Texte de la page -
━━━━━━━━━━
Nombreux sont nos compatriotes qui allèguent que notre Président de la république cumule trop de pouvoirs et dispose à sa guise de tous les leviers institutionnels. Ils sont nombreux, ceux qui attendent de la nouvelle Constitution que consacrera le prochain référendum, de réduire les prérogatives du Président de la République. Le meilleur régime, selon eux, doit être parlementaire où les députés auraient suffisamment de pouvoirs pour destituer le Président dans des circonstances définies par la Loi. Mais nous estimons, pour notre part, que le sort du Président de la République ne peut pas dépendre de simples contingences politiques ni d’humeurs volatiles et partisanes.
Il est vrai, la fonction présidentielle est nettement bafouée chez nous depuis un certain temps. Un coup d’œil dans le rétroviseur nous montrera les images d’un IBK plus qu’affaibli, à la limite même de la démission, face à une rue ne débordant pourtant pas d’énergie. En vérité, que reste-t-il du pouvoir d’un Président incapable de maîtriser un simple mouvement de rue cantonné dans la capitale et encore naissant ? Au lieu de prendre des mesures adéquates au bon moment, le Gouvernement de Boubou Cissé s’est contenté de recevoir des leaders dont certains sont de vrais manipulateurs, pour leur proposer au mieux un terrain d’entente, sinon des pourboires pour faire cesser les mouvements de contestation. Malheureusement, ces éléments ont pressenti la fébrilité du régime et l’état moribond du Président qui se démenait plus pour sauver sa santé que pour conserver un quelconque pouvoir. Pourquoi accepter quelques subsides quand on peut tout avoir ? Les circonstances du coup d’Etat du 20 août 2020 démontrent le niveau de déliquescence de notre Etat. Ce renversement de pouvoir aura été tellement facile qu’on se demande parfois si le Président lui-même n’a pas négocié son arrestation auprès de ceux qui ont écourté son second mandat.
━━━━━━━━━━
Données saisies -

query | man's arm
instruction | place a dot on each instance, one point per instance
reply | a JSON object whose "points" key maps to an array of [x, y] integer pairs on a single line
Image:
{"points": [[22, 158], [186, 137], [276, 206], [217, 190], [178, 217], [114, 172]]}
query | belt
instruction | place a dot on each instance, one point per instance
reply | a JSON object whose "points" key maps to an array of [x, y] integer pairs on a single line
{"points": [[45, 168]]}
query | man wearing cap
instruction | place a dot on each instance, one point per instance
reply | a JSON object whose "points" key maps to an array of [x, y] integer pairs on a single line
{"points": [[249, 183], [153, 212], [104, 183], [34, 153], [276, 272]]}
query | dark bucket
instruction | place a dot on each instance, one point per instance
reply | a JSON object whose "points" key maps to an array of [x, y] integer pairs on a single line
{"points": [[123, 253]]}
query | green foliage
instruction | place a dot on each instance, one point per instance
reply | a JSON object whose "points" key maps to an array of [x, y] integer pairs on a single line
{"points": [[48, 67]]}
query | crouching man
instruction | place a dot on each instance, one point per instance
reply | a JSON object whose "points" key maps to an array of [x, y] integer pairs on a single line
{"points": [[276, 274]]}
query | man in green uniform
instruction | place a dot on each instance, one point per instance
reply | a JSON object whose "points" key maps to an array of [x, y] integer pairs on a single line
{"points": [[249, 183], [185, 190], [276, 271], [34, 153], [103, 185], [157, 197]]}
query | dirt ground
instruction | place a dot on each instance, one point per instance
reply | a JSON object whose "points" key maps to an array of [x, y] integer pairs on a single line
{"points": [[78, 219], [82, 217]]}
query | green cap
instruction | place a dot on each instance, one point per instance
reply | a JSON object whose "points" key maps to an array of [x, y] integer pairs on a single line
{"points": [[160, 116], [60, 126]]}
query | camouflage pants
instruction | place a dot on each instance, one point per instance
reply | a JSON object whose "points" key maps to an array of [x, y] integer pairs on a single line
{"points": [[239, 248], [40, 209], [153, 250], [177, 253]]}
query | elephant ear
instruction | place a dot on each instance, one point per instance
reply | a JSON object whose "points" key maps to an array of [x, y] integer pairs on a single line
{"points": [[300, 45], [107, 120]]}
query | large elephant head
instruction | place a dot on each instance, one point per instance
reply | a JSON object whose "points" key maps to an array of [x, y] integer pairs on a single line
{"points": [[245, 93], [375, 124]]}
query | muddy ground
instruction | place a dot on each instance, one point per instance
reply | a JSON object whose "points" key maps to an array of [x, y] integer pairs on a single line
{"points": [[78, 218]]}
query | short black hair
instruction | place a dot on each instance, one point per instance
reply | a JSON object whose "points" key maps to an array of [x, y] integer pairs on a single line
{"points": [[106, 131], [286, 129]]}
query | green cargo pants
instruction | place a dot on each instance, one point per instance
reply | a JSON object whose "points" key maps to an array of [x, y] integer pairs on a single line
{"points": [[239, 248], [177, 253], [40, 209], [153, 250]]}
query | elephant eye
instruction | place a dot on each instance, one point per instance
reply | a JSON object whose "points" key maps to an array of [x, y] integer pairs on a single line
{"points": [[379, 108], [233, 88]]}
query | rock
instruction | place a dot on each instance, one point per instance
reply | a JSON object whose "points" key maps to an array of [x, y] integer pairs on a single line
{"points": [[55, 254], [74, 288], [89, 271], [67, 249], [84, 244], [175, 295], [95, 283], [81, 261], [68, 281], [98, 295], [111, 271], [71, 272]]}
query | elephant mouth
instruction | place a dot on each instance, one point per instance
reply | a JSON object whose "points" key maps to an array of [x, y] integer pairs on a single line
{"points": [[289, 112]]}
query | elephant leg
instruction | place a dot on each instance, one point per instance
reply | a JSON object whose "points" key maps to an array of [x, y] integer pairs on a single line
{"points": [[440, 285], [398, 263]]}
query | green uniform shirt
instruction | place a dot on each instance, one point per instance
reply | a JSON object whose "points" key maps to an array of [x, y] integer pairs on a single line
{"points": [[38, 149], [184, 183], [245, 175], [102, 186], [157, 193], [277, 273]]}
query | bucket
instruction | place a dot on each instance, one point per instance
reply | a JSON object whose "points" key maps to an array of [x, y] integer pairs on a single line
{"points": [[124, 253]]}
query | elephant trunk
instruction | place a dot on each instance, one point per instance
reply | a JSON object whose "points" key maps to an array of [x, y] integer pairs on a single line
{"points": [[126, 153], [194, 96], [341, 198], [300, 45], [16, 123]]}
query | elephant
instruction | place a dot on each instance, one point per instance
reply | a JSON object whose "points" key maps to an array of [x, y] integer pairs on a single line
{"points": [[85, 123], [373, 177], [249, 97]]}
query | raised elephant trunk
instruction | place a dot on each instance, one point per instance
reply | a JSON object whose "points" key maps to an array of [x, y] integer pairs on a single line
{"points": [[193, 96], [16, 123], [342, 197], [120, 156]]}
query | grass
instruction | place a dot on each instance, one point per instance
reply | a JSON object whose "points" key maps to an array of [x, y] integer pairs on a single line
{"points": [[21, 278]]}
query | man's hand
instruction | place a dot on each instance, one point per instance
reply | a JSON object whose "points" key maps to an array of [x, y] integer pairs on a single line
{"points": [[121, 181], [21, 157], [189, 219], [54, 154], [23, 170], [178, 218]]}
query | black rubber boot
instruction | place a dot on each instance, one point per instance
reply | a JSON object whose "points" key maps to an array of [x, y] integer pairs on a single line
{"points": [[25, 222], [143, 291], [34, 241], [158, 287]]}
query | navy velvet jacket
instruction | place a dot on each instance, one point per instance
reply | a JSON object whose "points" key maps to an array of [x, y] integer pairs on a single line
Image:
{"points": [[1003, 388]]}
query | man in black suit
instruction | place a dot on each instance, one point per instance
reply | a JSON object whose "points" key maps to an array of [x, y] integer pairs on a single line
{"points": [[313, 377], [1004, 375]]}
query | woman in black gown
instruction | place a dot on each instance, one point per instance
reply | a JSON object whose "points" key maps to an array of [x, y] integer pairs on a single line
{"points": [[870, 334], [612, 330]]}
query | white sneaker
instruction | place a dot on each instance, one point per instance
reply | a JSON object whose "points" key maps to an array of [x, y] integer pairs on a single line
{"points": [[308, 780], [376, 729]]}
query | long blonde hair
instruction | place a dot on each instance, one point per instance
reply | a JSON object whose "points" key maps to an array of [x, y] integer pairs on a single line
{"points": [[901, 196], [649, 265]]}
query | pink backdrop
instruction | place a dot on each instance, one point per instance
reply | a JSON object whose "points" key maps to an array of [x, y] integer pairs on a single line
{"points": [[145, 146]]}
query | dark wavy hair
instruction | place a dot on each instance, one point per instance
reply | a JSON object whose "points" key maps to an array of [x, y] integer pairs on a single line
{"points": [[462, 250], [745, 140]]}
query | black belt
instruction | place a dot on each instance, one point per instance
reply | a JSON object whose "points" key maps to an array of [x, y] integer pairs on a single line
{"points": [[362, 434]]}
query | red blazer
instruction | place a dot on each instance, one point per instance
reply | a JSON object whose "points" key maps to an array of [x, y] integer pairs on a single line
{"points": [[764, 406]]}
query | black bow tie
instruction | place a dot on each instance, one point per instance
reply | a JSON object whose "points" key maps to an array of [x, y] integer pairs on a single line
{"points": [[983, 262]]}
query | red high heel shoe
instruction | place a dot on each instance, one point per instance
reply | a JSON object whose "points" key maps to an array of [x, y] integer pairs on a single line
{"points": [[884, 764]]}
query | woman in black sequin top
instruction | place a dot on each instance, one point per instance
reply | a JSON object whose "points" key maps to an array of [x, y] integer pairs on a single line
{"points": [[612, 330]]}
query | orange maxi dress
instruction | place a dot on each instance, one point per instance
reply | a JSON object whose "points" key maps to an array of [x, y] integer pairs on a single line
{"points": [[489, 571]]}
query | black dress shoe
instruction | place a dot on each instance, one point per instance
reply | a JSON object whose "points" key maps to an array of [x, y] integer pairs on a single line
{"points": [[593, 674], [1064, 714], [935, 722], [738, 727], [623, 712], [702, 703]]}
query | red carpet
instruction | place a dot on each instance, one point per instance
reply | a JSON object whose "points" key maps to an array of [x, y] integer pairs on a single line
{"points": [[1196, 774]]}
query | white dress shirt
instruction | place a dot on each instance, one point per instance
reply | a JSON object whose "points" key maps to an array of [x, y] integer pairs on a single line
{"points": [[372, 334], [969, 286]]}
━━━━━━━━━━
Vos tâches -
**1)** Dans le texte sur la fonction présidentielle, quelle est la date du coup d'État mentionné ?
**2)** Reproduisez fidèlement le passage du texte sur la fonction présidentielle qui commence par « Nombreux sont nos » et se poursuit jusqu'à « volatiles et partisanes. ».

Corrigé de l'exercice -
**1)** Le 20 août 2020.

**2)**
Nombreux sont nos compatriotes qui allèguent que notre Président de la république cumule trop de pouvoirs et dispose à sa guise de tous les leviers institutionnels. Ils sont nombreux, ceux qui attendent de la nouvelle Constitution que consacrera le prochain référendum, de réduire les prérogatives du Président de la République. Le meilleur régime, selon eux, doit être parlementaire où les députés auraient suffisamment de pouvoirs pour destituer le Président dans des circonstances définies par la Loi. Mais nous estimons, pour notre part, que le sort du Président de la République ne peut pas dépendre de simples contingences politiques ni d’humeurs volatiles et partisanes.